--- START OF Recorded data ---
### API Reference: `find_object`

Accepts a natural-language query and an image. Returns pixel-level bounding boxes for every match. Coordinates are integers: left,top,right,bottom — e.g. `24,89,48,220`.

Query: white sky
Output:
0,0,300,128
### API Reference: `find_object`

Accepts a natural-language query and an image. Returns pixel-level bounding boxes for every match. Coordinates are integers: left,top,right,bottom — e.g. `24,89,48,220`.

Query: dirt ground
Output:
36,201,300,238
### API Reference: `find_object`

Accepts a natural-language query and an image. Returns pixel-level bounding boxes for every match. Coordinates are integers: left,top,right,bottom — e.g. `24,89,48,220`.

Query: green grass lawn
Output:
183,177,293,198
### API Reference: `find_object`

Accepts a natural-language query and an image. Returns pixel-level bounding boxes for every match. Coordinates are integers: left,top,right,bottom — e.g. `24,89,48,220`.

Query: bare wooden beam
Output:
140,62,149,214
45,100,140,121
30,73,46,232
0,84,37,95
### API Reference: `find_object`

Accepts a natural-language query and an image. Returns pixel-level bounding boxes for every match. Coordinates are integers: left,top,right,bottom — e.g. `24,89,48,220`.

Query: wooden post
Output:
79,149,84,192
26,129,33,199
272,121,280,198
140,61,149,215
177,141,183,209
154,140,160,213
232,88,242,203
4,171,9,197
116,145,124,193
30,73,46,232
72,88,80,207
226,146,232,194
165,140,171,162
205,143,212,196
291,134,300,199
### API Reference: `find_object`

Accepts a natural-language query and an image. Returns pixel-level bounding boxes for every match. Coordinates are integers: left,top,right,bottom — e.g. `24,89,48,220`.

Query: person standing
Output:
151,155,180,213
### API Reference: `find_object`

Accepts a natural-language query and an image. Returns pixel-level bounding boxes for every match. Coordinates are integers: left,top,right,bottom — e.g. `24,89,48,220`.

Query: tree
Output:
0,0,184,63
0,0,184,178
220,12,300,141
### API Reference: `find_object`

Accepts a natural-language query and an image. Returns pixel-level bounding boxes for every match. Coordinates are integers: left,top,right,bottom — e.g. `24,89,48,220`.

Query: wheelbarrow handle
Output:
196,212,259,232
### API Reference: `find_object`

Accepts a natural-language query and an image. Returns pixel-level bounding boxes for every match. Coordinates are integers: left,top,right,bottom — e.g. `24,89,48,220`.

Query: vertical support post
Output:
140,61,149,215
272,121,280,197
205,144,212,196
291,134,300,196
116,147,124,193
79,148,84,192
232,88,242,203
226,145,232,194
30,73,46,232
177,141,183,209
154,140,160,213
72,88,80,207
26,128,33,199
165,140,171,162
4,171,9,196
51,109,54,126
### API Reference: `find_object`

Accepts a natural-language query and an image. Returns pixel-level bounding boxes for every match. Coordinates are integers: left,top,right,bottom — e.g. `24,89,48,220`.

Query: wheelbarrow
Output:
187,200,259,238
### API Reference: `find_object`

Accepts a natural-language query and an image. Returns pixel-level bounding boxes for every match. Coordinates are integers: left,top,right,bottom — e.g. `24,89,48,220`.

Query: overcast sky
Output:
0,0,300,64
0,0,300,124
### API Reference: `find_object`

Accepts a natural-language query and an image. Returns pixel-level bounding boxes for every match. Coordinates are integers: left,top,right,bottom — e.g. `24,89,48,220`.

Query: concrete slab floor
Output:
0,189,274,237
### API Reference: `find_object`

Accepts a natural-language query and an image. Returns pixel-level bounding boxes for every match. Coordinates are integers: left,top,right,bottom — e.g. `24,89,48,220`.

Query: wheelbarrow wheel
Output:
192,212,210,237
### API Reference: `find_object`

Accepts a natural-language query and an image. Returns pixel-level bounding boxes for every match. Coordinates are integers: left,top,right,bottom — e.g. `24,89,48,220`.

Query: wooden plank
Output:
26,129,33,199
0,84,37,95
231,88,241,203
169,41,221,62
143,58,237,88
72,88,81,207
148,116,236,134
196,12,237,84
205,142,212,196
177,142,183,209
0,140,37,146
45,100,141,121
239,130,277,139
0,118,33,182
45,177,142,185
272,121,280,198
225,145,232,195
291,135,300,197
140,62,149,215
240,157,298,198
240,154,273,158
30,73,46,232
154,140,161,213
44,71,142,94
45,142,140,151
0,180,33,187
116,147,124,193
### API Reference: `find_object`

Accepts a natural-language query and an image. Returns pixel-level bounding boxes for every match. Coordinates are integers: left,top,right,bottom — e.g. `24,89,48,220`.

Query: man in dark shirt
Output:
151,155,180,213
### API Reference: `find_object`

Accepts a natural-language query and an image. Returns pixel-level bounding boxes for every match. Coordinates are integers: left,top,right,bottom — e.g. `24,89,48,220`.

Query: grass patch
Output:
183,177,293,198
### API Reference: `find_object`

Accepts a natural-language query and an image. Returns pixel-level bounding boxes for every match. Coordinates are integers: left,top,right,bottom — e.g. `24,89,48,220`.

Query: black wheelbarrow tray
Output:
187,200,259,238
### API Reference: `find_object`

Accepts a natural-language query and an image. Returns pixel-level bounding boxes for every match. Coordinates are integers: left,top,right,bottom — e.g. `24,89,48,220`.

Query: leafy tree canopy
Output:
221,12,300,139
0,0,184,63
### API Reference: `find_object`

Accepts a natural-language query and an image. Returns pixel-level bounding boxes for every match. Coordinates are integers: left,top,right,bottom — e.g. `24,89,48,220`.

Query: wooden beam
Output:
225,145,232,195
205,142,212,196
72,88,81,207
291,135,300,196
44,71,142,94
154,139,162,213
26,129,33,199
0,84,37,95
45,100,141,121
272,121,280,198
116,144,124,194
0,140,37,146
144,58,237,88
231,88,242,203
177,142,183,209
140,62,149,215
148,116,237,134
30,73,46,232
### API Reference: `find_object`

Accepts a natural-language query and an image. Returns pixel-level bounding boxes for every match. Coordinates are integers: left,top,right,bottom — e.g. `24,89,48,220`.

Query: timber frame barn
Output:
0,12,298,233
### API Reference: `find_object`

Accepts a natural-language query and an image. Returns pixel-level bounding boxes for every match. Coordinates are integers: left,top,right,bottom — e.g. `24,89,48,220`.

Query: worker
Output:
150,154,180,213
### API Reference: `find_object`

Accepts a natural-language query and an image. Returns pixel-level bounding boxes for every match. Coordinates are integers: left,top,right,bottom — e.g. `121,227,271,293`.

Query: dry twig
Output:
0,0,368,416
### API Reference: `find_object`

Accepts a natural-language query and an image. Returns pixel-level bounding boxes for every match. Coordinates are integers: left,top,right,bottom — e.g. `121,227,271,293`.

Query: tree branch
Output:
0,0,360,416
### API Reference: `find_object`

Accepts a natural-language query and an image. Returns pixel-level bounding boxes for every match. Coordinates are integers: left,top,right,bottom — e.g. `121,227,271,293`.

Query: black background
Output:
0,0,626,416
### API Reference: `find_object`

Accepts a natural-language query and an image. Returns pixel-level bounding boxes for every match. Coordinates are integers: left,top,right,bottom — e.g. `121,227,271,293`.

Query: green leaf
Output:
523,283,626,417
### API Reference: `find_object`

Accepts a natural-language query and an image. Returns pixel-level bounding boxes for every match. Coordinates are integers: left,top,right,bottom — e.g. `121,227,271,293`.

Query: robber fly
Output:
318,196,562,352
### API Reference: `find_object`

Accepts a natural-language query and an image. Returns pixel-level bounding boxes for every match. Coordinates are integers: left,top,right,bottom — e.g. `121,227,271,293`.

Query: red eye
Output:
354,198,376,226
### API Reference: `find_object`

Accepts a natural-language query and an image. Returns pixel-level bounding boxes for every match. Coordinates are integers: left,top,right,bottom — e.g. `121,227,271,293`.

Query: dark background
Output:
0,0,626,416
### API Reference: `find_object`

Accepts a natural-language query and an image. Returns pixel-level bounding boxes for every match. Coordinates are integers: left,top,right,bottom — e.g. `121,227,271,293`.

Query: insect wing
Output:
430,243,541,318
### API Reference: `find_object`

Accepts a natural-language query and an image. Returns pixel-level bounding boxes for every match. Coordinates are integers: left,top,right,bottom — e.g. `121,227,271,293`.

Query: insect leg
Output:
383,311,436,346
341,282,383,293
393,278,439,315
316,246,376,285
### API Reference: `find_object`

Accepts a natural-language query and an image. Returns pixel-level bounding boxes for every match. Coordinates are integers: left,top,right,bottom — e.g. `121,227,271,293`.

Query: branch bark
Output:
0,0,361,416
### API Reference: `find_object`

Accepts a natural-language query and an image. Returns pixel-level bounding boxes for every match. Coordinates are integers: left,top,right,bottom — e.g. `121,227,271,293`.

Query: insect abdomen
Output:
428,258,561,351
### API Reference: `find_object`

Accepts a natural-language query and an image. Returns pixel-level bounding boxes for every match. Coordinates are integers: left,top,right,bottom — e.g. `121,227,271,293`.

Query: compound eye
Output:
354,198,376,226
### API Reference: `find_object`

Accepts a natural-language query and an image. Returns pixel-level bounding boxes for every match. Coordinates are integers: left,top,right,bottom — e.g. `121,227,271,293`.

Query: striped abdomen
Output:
--- END OF Recorded data ---
- What this task involves -
Starting at the first line of the data and stopping after the line that contains "0,0,300,128", edit those lines by putting "pale sky" in place of "white sky" and changing nothing else. Give only those lines.

- Result of the task -
### API Reference: `find_object`

Accepts a natural-language query and an image. Returns pixel-level bounding boxes for every match. Coordinates are integers: left,top,right,bottom — e.g. `24,89,48,220`.

Query: pale sky
Output:
0,0,300,128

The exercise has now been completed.